**TASK OBJECTIVE**
Your copy should match the entries below exactly, apart from the images.
*** Opening DATA SUPPLIED ***
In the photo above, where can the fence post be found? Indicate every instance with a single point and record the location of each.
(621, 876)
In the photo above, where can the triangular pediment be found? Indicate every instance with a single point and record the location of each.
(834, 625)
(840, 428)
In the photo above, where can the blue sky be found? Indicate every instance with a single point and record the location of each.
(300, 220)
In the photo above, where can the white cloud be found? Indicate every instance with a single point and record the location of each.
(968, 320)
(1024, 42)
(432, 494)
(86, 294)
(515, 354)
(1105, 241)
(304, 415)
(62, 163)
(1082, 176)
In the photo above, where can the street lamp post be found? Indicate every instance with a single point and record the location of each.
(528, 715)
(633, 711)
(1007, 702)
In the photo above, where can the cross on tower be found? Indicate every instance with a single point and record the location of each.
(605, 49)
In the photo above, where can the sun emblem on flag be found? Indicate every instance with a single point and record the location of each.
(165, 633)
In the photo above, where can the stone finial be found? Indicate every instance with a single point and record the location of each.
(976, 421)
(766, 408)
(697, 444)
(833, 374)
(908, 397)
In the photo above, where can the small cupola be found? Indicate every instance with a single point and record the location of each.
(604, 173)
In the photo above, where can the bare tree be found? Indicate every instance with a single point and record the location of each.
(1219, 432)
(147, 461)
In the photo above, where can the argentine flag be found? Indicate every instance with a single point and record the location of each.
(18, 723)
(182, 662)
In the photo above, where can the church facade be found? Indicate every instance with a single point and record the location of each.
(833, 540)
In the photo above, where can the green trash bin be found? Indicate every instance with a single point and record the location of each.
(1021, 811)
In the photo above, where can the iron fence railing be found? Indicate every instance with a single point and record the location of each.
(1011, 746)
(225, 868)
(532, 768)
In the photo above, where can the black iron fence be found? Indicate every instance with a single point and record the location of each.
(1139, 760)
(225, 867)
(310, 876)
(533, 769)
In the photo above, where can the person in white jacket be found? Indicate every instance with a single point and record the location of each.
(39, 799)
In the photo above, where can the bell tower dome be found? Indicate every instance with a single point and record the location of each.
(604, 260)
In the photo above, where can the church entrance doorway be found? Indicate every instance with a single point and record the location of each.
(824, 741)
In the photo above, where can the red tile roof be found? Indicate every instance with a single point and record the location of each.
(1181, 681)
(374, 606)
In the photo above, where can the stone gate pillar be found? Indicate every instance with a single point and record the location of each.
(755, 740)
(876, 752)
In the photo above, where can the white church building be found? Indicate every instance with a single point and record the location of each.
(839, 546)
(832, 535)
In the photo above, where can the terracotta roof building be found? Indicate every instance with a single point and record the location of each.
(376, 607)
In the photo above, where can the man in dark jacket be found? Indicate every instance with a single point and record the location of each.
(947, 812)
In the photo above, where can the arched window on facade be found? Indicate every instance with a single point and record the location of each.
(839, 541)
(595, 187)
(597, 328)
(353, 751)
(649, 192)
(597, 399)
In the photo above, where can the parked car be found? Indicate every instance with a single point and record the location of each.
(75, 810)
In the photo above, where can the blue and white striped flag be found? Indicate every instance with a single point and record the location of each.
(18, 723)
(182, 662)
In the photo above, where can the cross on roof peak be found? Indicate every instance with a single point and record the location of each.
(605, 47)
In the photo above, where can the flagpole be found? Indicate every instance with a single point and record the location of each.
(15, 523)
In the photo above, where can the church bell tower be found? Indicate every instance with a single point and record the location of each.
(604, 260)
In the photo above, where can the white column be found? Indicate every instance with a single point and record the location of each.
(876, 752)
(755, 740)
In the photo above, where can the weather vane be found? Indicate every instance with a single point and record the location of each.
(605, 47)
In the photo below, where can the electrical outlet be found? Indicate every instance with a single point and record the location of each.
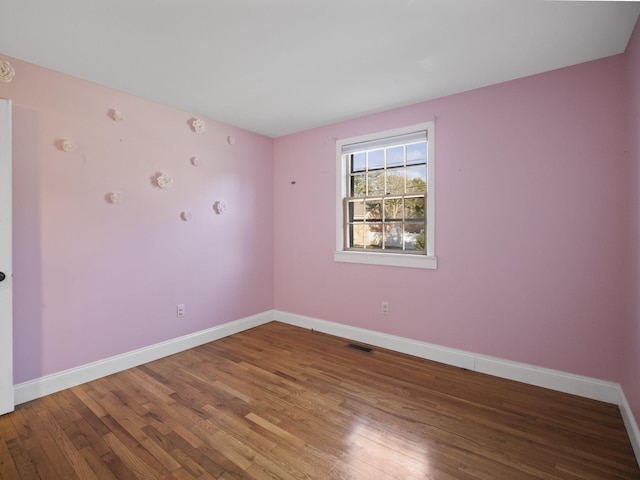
(385, 308)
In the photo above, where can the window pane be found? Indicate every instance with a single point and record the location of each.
(376, 183)
(393, 236)
(414, 208)
(417, 153)
(414, 236)
(395, 156)
(392, 209)
(374, 210)
(373, 236)
(358, 162)
(358, 185)
(356, 211)
(395, 180)
(417, 179)
(375, 159)
(356, 234)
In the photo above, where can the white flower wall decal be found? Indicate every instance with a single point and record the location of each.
(219, 207)
(68, 146)
(164, 180)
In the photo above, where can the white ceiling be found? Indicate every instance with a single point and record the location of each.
(281, 66)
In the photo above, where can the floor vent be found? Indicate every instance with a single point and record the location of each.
(360, 348)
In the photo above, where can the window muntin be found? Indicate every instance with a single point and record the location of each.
(385, 202)
(385, 198)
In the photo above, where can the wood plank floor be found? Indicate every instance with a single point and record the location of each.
(287, 403)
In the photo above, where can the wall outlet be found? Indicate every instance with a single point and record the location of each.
(385, 308)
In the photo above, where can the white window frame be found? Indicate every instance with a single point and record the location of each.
(428, 260)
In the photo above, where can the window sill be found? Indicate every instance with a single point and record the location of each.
(389, 259)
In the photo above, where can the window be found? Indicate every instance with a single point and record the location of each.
(385, 206)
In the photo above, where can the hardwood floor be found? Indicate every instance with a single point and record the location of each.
(281, 402)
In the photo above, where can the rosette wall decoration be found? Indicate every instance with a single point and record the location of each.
(115, 197)
(163, 180)
(67, 146)
(219, 207)
(197, 125)
(116, 115)
(6, 71)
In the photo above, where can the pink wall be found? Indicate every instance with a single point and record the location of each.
(529, 232)
(93, 279)
(631, 364)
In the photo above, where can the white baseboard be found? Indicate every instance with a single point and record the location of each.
(553, 379)
(32, 389)
(630, 423)
(588, 387)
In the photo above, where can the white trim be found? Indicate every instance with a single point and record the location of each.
(390, 259)
(543, 377)
(7, 401)
(376, 258)
(42, 386)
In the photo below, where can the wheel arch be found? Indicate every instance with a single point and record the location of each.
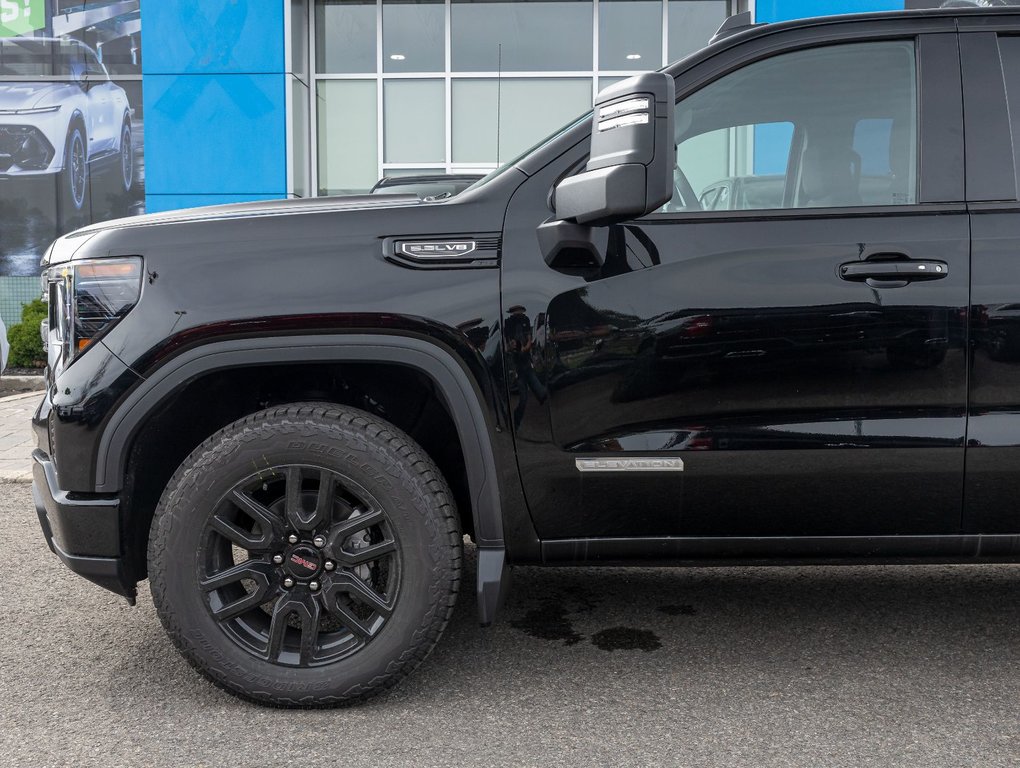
*** Closing DATA SUPPLIED ***
**SOLUTION TO THIS TASK**
In the photo above, where can the fence post be found? Indicate every instance with a single point and record the location of each.
(621, 876)
In the photo above, where can the triangular pediment be found? Indicate every instance with a single point and record the location of each.
(834, 625)
(840, 428)
In the photo above, where can the blue sky be found? Indicate every instance with a single point and record the location of each.
(300, 220)
In the photo above, where can the white cloud be found? Indicate every instance with a single point and record the location of each.
(968, 320)
(1024, 42)
(432, 494)
(86, 294)
(515, 354)
(1105, 241)
(304, 415)
(62, 163)
(1082, 176)
In the photo above, where can the street lamp post be found? Indicate every instance with a single point and record the location of each.
(528, 715)
(633, 711)
(1007, 702)
In the photo above, where can the cross on tower be found? Indicate every instance with a single point and record the location of each.
(605, 49)
In the photo above, where can the sun emblem on flag be found? Indicate every instance with a single point and record the location of each.
(165, 633)
In the photo above, where can the stone finial be found? Indicate every instance with a single point and record the location of each.
(976, 421)
(766, 408)
(697, 444)
(833, 374)
(908, 397)
In the photo above, where can the small cupola be found? Indicate every instance with a single point and record the location of each.
(604, 173)
In the photo above, where can the bare tree be found? Indicate every instance with a single point and record the location of each.
(1219, 432)
(147, 461)
In the photo above, where can the argentine flag be found? Indicate every instance with a single point and record the location of each.
(18, 723)
(182, 662)
In the photo above, where can the church facade be found? Indicate every instance with a single point and record the location of each.
(833, 540)
In the photo above, where can the green trash bin be found? Indicate every instance with a single point and record the location of each.
(1021, 811)
In the photo above, where can the iron fence railing be found? Indicate every instance with a single point and record the location of each.
(1011, 746)
(225, 868)
(532, 768)
In the photo above, where can the black iron fence be found? Indicate every instance with a single point and record the location of each.
(1139, 760)
(225, 867)
(310, 876)
(533, 769)
In the photo above, where can the person in white jacket be found? Indicate every instance with a single point and record the location of each.
(39, 799)
In the photo above, where can the bell tower dome be found? Indicate every instance with a single point and record the location of each.
(604, 260)
In the photo above, where can the church entrance doorway be found? Indicate every instance with a single point and record the location of each.
(824, 741)
In the photo above, where can the red tile roof be found? Indicate every instance with a single point and record the location of each.
(1181, 681)
(374, 606)
In the photo above, where can the stone gate pillar be found? Indicate every instance with a single point and record the location of each.
(755, 740)
(876, 752)
In the photo above, where can the white church building be found? Indicate every instance with a single point and record the location of each.
(839, 546)
(832, 535)
In the photo above, where can the terracotta roof building be found? Indicate every instance with a single point and record the location of each.
(376, 607)
In the photo above, where can the man in dark jacket be found? Indicate every instance with a single point and record the location of each.
(947, 812)
In the photo above, where can the arched window on facade be found? Indicate every instance with a single point and record the location of each.
(839, 541)
(595, 187)
(597, 328)
(353, 751)
(649, 192)
(597, 399)
In the photo above, where can the parked car be found? Indicate every instance with a single point and record the location of each.
(75, 810)
In the photo above, where can the blue and white striped flag be found? Indicate every instance with a single point and record the location of each.
(18, 723)
(182, 662)
In the photo above, where can the cross on roof peak be found? Indicate every instance with a single point and record the location of each.
(605, 47)
In the photo above, where can the flagpole be found? Indicate every instance with a single point and record the location of each.
(15, 523)
In the photo above, where can the church bell tower be found? Indicate every instance with a single point and record the location of each.
(604, 260)
In the photo above, where can the white column be found? Indicate every instance with a single point and record the location of each.
(876, 752)
(755, 740)
In the photo above, where can the weather vane be found? Indicate every instance with a single point and record the location of each.
(605, 47)
In the photo below, where can the electrical outlet be found? Indicate every instance with a single point and record the location of each.
(385, 308)
In the photo above, where can the window pane be found? Indicate every instance with a single point and record the location of each.
(376, 183)
(393, 236)
(414, 208)
(417, 153)
(414, 236)
(395, 156)
(392, 209)
(374, 210)
(373, 236)
(358, 162)
(358, 185)
(356, 211)
(395, 180)
(417, 179)
(375, 159)
(356, 234)
In the photo above, where can the white flower wall decal be found? Indicate every instance with a single point and record the location of each.
(219, 207)
(68, 146)
(164, 180)
In the photo above, where can the white ceiling be found? Indicate every instance with a single point and record the location of each.
(281, 66)
In the photo above, where can the floor vent be found? Indicate every instance with a single point and record the location of each.
(360, 348)
In the photo above, where can the window muntin be found? Indicate every instance with a single point and record the location of each.
(385, 202)
(385, 198)
In the photo above, where can the wood plank floor be found? Indicate every instance with a single point and record the location of each.
(287, 403)
In the photo above, where can the wall outlet be found? Indicate every instance with a single point and record the location of each.
(385, 308)
In the photo above, where can the white window frame be found? Indicate every instance with a single point and record the location of each.
(428, 260)
In the photo above, where can the window sill be found? Indicate every instance with a single point and record the location of each.
(389, 259)
In the photo above, where can the window be found? Indicate every instance with a single point and record the location of each.
(385, 206)
In the photo above, where can the hardwood floor be found? Indicate every instance with a single point and record the location of each.
(281, 402)
In the photo above, where can the rosette wall decoration be found? Indicate every instance with a single point and record the location of each.
(115, 197)
(163, 180)
(67, 146)
(219, 207)
(197, 125)
(116, 115)
(6, 71)
In the photo above, where can the pink wall be found? Indicate every instance with a single point and record the location of each.
(529, 232)
(93, 279)
(631, 364)
In the photo above, where can the white baseboard be found? Indicate every instance with a single point and record the location of each.
(553, 379)
(32, 389)
(630, 423)
(588, 387)
In the photo above, where can the white trim be found? Indicate every instance with a single point and record the location of each.
(390, 259)
(543, 377)
(7, 401)
(376, 258)
(42, 386)
In the photo below, where can the wheel arch be found? Indicate every instance with a single point and record the location of each.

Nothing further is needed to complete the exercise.